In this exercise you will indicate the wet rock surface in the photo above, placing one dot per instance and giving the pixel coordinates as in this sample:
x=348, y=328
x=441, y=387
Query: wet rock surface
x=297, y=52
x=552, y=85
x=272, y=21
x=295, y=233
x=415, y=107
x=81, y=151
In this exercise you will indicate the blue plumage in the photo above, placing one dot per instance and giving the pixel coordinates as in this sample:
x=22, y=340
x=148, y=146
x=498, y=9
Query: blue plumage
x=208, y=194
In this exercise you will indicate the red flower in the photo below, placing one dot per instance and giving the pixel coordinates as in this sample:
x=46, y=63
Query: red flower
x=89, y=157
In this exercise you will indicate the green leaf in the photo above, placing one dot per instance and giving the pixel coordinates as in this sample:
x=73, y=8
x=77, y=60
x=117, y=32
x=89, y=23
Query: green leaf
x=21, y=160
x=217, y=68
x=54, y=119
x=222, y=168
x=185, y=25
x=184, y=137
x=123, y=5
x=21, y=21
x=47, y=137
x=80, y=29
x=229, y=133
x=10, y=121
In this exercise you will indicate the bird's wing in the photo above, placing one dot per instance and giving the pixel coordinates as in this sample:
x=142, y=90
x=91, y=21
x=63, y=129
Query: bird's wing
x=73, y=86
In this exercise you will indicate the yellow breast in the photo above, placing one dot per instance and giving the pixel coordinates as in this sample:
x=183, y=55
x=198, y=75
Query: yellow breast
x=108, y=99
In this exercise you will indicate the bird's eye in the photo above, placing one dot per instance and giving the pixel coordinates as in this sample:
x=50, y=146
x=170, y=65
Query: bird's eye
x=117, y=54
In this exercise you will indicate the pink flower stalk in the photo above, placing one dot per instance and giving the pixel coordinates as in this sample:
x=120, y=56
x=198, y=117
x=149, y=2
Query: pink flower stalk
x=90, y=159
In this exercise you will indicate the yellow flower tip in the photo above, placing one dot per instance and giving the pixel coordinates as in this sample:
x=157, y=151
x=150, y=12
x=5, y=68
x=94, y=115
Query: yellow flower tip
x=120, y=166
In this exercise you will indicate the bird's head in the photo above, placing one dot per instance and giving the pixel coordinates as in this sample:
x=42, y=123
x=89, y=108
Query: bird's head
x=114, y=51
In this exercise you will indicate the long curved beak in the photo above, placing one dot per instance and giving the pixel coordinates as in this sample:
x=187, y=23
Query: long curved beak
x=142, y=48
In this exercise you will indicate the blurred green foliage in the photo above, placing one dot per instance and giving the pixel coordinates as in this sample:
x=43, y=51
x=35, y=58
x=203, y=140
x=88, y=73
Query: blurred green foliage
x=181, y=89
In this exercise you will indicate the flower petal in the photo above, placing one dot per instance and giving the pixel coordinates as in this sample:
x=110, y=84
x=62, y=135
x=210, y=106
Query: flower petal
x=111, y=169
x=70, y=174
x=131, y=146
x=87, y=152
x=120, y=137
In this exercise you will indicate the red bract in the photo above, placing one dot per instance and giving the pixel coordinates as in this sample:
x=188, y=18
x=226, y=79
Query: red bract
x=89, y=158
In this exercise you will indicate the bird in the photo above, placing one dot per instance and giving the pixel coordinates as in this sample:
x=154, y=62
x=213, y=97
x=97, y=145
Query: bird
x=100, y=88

::::::::

== PROBLEM DESCRIPTION ==
Every line in the listing above should be repeated exactly.

== RESPONSE AREA ==
In this exercise you will indicate the wet rock surface in the photo above, placing one dot per instance and giving the pixel coordinates as in this sample:
x=348, y=328
x=441, y=387
Query: wet rock surface
x=297, y=52
x=552, y=85
x=272, y=21
x=295, y=233
x=415, y=107
x=81, y=151
In this exercise you will indicate the blue plumage in the photo above, placing one dot per instance and giving the pixel coordinates as in this sample:
x=22, y=340
x=148, y=146
x=498, y=9
Query: blue plumage
x=208, y=194
In this exercise you will indicate the red flower in the photo below, placing one dot per instance and giving the pixel coordinates as in this sample:
x=46, y=63
Query: red flower
x=89, y=157
In this exercise you will indicate the green leaf in the photo above, placing one dot per instance and giving the pixel coordinates as in this sample:
x=73, y=8
x=77, y=60
x=117, y=32
x=89, y=23
Query: green leaf
x=21, y=160
x=217, y=68
x=54, y=119
x=222, y=168
x=185, y=25
x=184, y=137
x=123, y=5
x=21, y=21
x=47, y=137
x=80, y=29
x=229, y=133
x=10, y=121
In this exercise you will indicate the bird's wing in the photo above, placing one dot per instance and giving the pixel coordinates as in this sample:
x=142, y=90
x=91, y=21
x=63, y=129
Query: bird's wing
x=73, y=86
In this exercise you will indicate the yellow breast in the photo above, placing one dot per instance and giving the pixel coordinates as in this sample:
x=183, y=55
x=198, y=75
Query: yellow breast
x=108, y=99
In this exercise you will indicate the bird's eye in the photo above, placing one dot per instance and giving the pixel coordinates as in this sample:
x=50, y=146
x=170, y=65
Query: bird's eye
x=117, y=54
In this exercise you will indicate the pink flower stalk in the photo above, placing one dot per instance and giving the pixel coordinates as in this sample:
x=120, y=56
x=198, y=117
x=149, y=2
Query: pink flower stalk
x=90, y=159
In this exercise you will indicate the yellow flower tip in the photo above, placing one dot per instance and giving the pixel coordinates as in this sample:
x=157, y=151
x=150, y=12
x=5, y=68
x=94, y=115
Query: yellow flower tip
x=120, y=166
In this exercise you will indicate the bird's head in the photo above, placing one dot per instance and giving the pixel coordinates as in this sample:
x=42, y=123
x=89, y=108
Query: bird's head
x=114, y=51
In this exercise you will indicate the long curved beak in the photo above, placing one dot per instance and giving the pixel coordinates as in this sample:
x=187, y=23
Query: long curved beak
x=142, y=48
In this exercise you will indicate the blurred green foliage in the photo above, placing one dot per instance and giving the pixel coordinates as in this sample:
x=43, y=51
x=35, y=58
x=203, y=140
x=88, y=73
Query: blurred green foliage
x=181, y=89
In this exercise you will indicate the flower petal in the photo above, placing one dot per instance and giving the pixel coordinates as in this sample:
x=110, y=84
x=62, y=135
x=210, y=106
Query: flower petal
x=111, y=169
x=70, y=174
x=131, y=146
x=87, y=152
x=120, y=137
In this exercise you will indicate the red bract in the photo above, placing one dot per instance and giving the pixel coordinates as in this sample:
x=188, y=18
x=226, y=79
Query: red bract
x=89, y=158
In this exercise you will indicate the bird in the photo above, placing one dot per instance and giving the pixel coordinates as in this sample:
x=154, y=62
x=213, y=97
x=97, y=145
Query: bird
x=100, y=88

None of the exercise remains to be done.